Word for word, restate each of the entries below, and drop every picture.

§ **Supplied material**:
>>>>

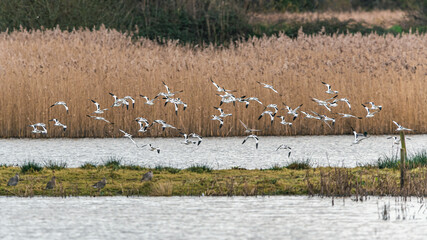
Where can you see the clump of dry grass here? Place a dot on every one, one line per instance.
(38, 68)
(382, 18)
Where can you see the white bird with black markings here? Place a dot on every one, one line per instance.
(187, 141)
(268, 86)
(369, 113)
(220, 89)
(254, 137)
(362, 136)
(151, 148)
(100, 119)
(223, 115)
(283, 122)
(274, 106)
(119, 101)
(220, 120)
(131, 99)
(143, 124)
(98, 108)
(346, 115)
(285, 147)
(346, 101)
(169, 92)
(148, 101)
(324, 103)
(329, 89)
(292, 112)
(36, 129)
(61, 103)
(248, 130)
(127, 135)
(401, 128)
(57, 123)
(396, 140)
(194, 135)
(164, 124)
(309, 116)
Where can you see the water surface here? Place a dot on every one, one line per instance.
(277, 217)
(219, 153)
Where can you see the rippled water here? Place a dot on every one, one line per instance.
(219, 153)
(210, 218)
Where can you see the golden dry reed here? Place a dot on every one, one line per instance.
(38, 68)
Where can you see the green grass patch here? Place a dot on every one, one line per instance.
(199, 168)
(55, 165)
(299, 164)
(88, 165)
(113, 162)
(172, 170)
(31, 166)
(417, 159)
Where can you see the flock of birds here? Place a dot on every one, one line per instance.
(226, 97)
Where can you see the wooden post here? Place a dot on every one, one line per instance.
(402, 160)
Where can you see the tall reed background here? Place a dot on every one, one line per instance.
(38, 68)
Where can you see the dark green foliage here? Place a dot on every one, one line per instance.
(199, 168)
(55, 165)
(31, 166)
(196, 22)
(329, 27)
(190, 21)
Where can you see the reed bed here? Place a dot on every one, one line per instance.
(382, 18)
(38, 68)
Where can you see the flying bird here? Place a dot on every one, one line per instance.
(329, 89)
(401, 128)
(98, 108)
(61, 103)
(268, 86)
(254, 137)
(57, 123)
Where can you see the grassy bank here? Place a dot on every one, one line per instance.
(201, 181)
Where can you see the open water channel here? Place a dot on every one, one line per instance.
(278, 217)
(218, 153)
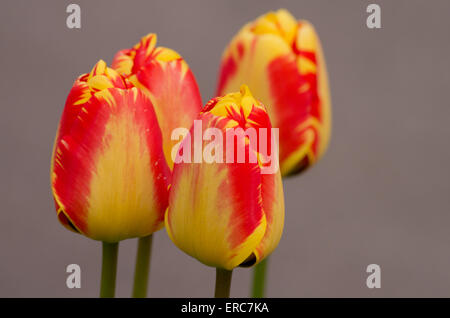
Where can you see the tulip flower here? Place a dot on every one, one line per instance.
(165, 78)
(226, 214)
(109, 176)
(282, 62)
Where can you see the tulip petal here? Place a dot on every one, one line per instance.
(109, 176)
(215, 212)
(165, 77)
(281, 60)
(223, 213)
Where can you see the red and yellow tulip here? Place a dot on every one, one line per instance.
(226, 214)
(281, 61)
(166, 79)
(109, 176)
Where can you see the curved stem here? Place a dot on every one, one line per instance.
(223, 283)
(109, 269)
(259, 279)
(142, 267)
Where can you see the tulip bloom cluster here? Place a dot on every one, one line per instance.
(110, 174)
(281, 61)
(117, 172)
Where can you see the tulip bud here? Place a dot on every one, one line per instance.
(281, 61)
(109, 177)
(166, 79)
(226, 212)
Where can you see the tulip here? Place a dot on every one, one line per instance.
(165, 78)
(282, 62)
(109, 176)
(226, 214)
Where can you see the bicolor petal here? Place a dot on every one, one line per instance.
(225, 213)
(165, 77)
(282, 62)
(109, 176)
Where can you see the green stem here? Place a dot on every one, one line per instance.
(109, 269)
(259, 279)
(142, 267)
(223, 283)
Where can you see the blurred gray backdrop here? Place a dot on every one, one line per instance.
(380, 195)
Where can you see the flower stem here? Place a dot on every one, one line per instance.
(142, 267)
(109, 269)
(223, 283)
(259, 279)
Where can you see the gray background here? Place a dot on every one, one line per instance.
(380, 195)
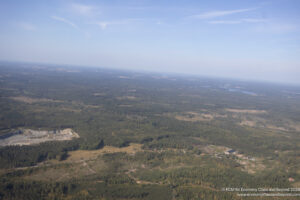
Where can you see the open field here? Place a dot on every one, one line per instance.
(143, 136)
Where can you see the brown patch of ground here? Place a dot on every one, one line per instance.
(246, 111)
(30, 100)
(88, 155)
(194, 117)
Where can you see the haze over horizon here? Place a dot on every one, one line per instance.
(256, 40)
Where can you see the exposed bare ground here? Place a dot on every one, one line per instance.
(194, 117)
(88, 155)
(30, 137)
(30, 100)
(246, 111)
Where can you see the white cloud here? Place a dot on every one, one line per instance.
(27, 26)
(103, 24)
(277, 28)
(83, 9)
(220, 13)
(239, 21)
(65, 21)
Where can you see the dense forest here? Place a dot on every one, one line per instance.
(145, 135)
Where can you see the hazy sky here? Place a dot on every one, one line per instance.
(253, 39)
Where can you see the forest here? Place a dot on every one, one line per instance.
(146, 135)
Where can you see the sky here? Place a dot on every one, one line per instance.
(245, 39)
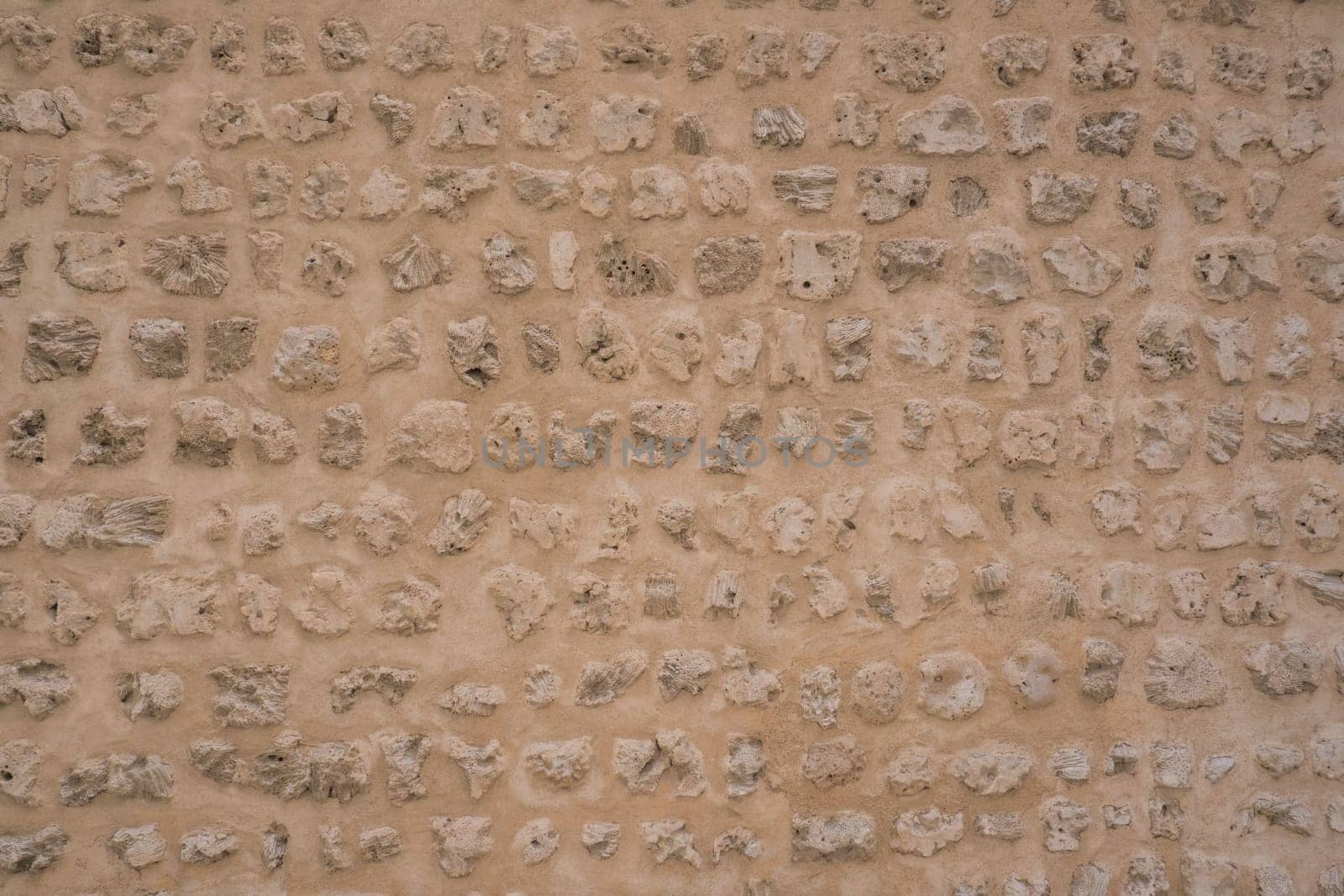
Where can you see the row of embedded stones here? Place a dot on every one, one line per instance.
(1249, 593)
(100, 183)
(913, 60)
(338, 772)
(470, 118)
(461, 842)
(813, 266)
(309, 358)
(436, 437)
(953, 685)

<<<<

§ **Output for this task**:
Where can you see the clump of dry grass here? Place a dot on every one, one line per instance.
(38, 68)
(382, 18)
Where can you see the white bird with black markings here? Place a dot on every one, one line per instance.
(187, 141)
(268, 86)
(369, 113)
(220, 89)
(254, 137)
(362, 136)
(151, 148)
(100, 119)
(223, 115)
(283, 122)
(274, 106)
(119, 101)
(220, 120)
(131, 99)
(143, 124)
(98, 108)
(346, 115)
(285, 147)
(346, 101)
(169, 92)
(148, 101)
(324, 103)
(329, 89)
(292, 112)
(36, 129)
(61, 103)
(248, 130)
(127, 135)
(401, 128)
(57, 123)
(396, 140)
(194, 135)
(164, 124)
(309, 116)
Where can you see the water surface here? Place a dot on every one, one line per instance.
(277, 217)
(219, 153)
Where can you see the rippled water here? Place a dot on every one, one line per instance.
(219, 153)
(210, 218)
Where can you see the golden dry reed here? Place a dot on every one, one line per instance.
(38, 68)
Where can you see the green grass patch here? Place a dot on every one, one line per instance.
(199, 168)
(55, 165)
(299, 164)
(88, 165)
(113, 162)
(172, 170)
(31, 166)
(417, 159)
Where can you see the flock of birds here? Place a dot on every one, one line per instance.
(226, 97)
Where can you see the wooden post here? Place a dot on every one, one line per instance.
(402, 160)
Where can you see the tall reed background here? Place a dot on every one, one line per instance.
(38, 68)
Where can you see the dark green foliage here? Place a dot on every one, one line per instance.
(199, 168)
(55, 165)
(31, 166)
(196, 22)
(329, 27)
(190, 21)
Where can you see the reed bed here? Place a dot on every one, one line per instance.
(382, 18)
(38, 68)
Where can you see the flying bird here? Place a dot on every one, one line per instance.
(329, 89)
(401, 128)
(98, 108)
(61, 103)
(268, 86)
(254, 137)
(57, 123)
Where can you see the grassy bank here? Place a dot on every one, one line per instance.
(201, 181)
Where can you see the open water channel here? Place a dot on every one, one line per instance.
(278, 217)
(218, 153)
Where can you see the tulip flower here? Place a dot on every one, one line per instance.
(165, 78)
(226, 214)
(109, 176)
(282, 62)
Where can you see the tulip petal here? Place a dot on every one, one line per instance.
(109, 176)
(215, 212)
(165, 77)
(281, 60)
(223, 213)
Where can you see the red and yellow tulip here? Place a dot on every one, one line per instance.
(226, 214)
(281, 61)
(166, 79)
(109, 176)
Where can you see the curved stem here? Place a dot on every one, one line per instance.
(223, 283)
(109, 269)
(259, 279)
(142, 267)
Where can you see the tulip bloom cluster here? Place a dot on every one, one line per instance.
(110, 174)
(281, 61)
(117, 172)
Where can you see the tulip bud here? Place a dot on every one, one line per instance.
(281, 61)
(109, 177)
(166, 79)
(226, 212)
Where can you see the tulip here? Place a dot on every one, one line per instance.
(165, 78)
(282, 62)
(109, 176)
(226, 214)
Where can you see the bicolor petal here? Place a dot on every one, one line per instance.
(225, 213)
(165, 77)
(282, 62)
(109, 176)
Where can you see the green stem here? Place a dot on every one, one line per instance.
(109, 269)
(259, 279)
(142, 267)
(223, 283)
Where can you see the blurred gray backdrop here? Place a dot on every one, one line per instance.
(380, 195)
Where can you see the flower stem here? Place a dot on every one, one line per instance.
(142, 267)
(109, 269)
(223, 283)
(259, 279)
Where can you see the gray background here? Place a dot on every one, one line per instance.
(380, 195)
Where can you see the open field here? Place a dot on every one, one line per instance.
(143, 136)
Where can you see the brown patch of ground here? Place a dot on every one, one line per instance.
(246, 111)
(30, 100)
(88, 155)
(194, 117)
Where can you see the haze over horizon here? Place a dot on every one, one line per instance.
(256, 40)
Where can you see the exposed bare ground here? Place a dot on every one, one line per instance.
(194, 117)
(88, 155)
(30, 137)
(30, 100)
(246, 111)
Where can you see the white cloud here? Place a dot on every one, one line per instance.
(27, 26)
(103, 24)
(277, 28)
(83, 9)
(220, 13)
(239, 21)
(65, 21)
Where can you see the dense forest here? Place a dot on every one, one line per instance.
(145, 135)
Where can you see the hazy sky here? Place a dot on every one, one line per instance.
(253, 39)
Where can you see the forest here? Place a dot on every one, one line per instance.
(146, 135)
Where can you see the sky here? Place a dot on every one, one line per instance.
(245, 39)
Where can you see the row of embedded stones here? Place a dot on every one, one line per instance.
(1249, 593)
(100, 183)
(913, 60)
(338, 772)
(470, 118)
(461, 842)
(813, 266)
(309, 358)
(436, 437)
(953, 685)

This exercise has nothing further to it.